**WORK INSTRUCTIONS**:
**1)** In the forum thread about pigeons, why does Jaye think animal rights groups are worth turning to here? Answer in one to three sentences.
**2)** List every animal the first post in the forum thread about pigeons names as an example of a "throw away" animal.
**3)** Print the part of the forum thread about pigeons from "## Jaye (Mar" up to and including "to some degree.".

**SOURCE**:
——

When I share my love and admiration for Pigeons, Starling, Sparrows or any other "throw away " animals. most people look at my like I'm crazy. 
I really liked what our new member from Egypt wrote yesterday. I can't remember her name, the thread or what she wrote exactly but it was something like this... in her religion, if cruel things or torture had been done to an animal, that animal would testify against that individual when they died and like wise if kindness and compassion had been shown. I really like that belief . It give me comfort.
Anouk, your little pigeon is a lucky one to have you come by that day.


----------



## Jaye (Mar 13, 2008)

That situation is just reprehensible...and I'm sickened when people choose to be so cruel.

The wildlife rehabbers...I can understand why they would want to just duck this. The animal rights groups is a better ally to have in this case. So, despite the fact that they might be viewed as hippie extremists or whatever, I would imgine that somebody in one of these organizations has got the ear of the commission to some degree.

——

**GIVEN ENTRIES**:
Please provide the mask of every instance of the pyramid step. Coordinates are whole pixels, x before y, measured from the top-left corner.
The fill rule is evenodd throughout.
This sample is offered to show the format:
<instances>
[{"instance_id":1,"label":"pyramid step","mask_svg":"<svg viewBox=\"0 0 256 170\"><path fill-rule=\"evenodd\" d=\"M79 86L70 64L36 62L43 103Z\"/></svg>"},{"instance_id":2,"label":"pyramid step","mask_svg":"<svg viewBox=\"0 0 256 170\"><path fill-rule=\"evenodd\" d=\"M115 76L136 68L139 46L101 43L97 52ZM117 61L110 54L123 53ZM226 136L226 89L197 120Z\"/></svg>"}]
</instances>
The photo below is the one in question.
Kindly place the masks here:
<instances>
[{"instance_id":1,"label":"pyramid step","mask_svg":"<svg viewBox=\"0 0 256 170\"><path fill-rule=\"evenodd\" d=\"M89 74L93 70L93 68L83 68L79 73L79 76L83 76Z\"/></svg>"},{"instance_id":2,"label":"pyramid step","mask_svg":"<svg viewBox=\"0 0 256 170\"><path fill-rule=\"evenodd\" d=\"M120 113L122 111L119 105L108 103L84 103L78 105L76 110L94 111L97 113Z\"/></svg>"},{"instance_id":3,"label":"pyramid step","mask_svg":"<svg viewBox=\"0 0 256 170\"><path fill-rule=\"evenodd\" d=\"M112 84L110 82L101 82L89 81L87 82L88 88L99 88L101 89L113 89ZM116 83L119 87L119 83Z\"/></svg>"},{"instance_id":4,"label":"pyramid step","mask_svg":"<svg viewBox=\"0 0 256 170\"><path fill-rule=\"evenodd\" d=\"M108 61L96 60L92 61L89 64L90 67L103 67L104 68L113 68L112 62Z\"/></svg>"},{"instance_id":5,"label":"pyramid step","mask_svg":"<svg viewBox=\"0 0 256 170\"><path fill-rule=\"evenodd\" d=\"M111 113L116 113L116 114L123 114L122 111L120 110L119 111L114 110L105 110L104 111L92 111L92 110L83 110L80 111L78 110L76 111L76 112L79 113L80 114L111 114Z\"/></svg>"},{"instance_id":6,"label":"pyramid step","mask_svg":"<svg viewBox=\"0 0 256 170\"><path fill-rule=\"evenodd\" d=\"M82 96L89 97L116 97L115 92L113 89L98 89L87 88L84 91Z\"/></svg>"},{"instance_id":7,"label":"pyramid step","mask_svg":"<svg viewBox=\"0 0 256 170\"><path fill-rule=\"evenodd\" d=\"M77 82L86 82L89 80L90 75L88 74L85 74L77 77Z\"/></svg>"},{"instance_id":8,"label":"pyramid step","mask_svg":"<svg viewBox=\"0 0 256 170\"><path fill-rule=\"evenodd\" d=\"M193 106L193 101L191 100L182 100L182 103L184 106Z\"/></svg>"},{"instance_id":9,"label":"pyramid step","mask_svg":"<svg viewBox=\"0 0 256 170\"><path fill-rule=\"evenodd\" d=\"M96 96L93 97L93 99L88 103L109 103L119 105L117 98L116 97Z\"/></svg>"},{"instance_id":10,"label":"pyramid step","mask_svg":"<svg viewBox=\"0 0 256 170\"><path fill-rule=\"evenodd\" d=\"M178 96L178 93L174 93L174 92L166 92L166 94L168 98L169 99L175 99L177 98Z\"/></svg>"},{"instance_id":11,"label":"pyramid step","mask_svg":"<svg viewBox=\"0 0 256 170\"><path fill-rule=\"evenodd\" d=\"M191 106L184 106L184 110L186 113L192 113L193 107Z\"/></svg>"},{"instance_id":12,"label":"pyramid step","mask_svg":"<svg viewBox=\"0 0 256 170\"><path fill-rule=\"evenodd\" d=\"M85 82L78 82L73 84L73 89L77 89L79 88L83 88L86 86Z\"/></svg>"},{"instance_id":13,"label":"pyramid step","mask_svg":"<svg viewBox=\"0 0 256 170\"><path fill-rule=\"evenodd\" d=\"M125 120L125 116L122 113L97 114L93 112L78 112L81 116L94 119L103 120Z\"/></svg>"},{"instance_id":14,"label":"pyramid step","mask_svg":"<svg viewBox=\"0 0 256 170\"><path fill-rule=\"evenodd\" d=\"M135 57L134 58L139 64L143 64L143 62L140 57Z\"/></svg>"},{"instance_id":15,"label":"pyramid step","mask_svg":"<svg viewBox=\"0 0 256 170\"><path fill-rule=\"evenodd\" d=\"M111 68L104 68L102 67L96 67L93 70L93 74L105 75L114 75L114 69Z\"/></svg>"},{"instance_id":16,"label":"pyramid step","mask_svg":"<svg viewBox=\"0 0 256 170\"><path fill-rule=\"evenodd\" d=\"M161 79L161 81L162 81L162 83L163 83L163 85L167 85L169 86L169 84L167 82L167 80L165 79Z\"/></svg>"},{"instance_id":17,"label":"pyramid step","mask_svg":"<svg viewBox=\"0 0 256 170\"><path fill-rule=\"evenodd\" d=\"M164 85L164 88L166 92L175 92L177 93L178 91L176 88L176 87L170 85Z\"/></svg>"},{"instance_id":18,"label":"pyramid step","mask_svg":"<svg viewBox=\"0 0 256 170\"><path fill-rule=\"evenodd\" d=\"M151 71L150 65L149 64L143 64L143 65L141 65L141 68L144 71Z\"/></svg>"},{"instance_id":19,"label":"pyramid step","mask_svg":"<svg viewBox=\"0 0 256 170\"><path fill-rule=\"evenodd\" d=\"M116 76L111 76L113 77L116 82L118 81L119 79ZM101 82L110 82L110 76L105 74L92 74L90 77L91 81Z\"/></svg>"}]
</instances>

——

**TASK-BY-TASK SOLUTIONS**:
**1)** Jaye calls them the better ally in this case. Even though they might be seen as hippie extremists, Jaye imagines that somebody in one of those groups has the ear of the commission to some degree.

**2)** Pigeons, Starling, Sparrows

**3)**
## Jaye (Mar 13, 2008)

That situation is just reprehensible...and I'm sickened when people choose to be so cruel.

The wildlife rehabbers...I can understand why they would want to just duck this. The animal rights groups is a better ally to have in this case. So, despite the fact that they might be viewed as hippie extremists or whatever, I would imgine that somebody in one of these organizations has got the ear of the commission to some degree.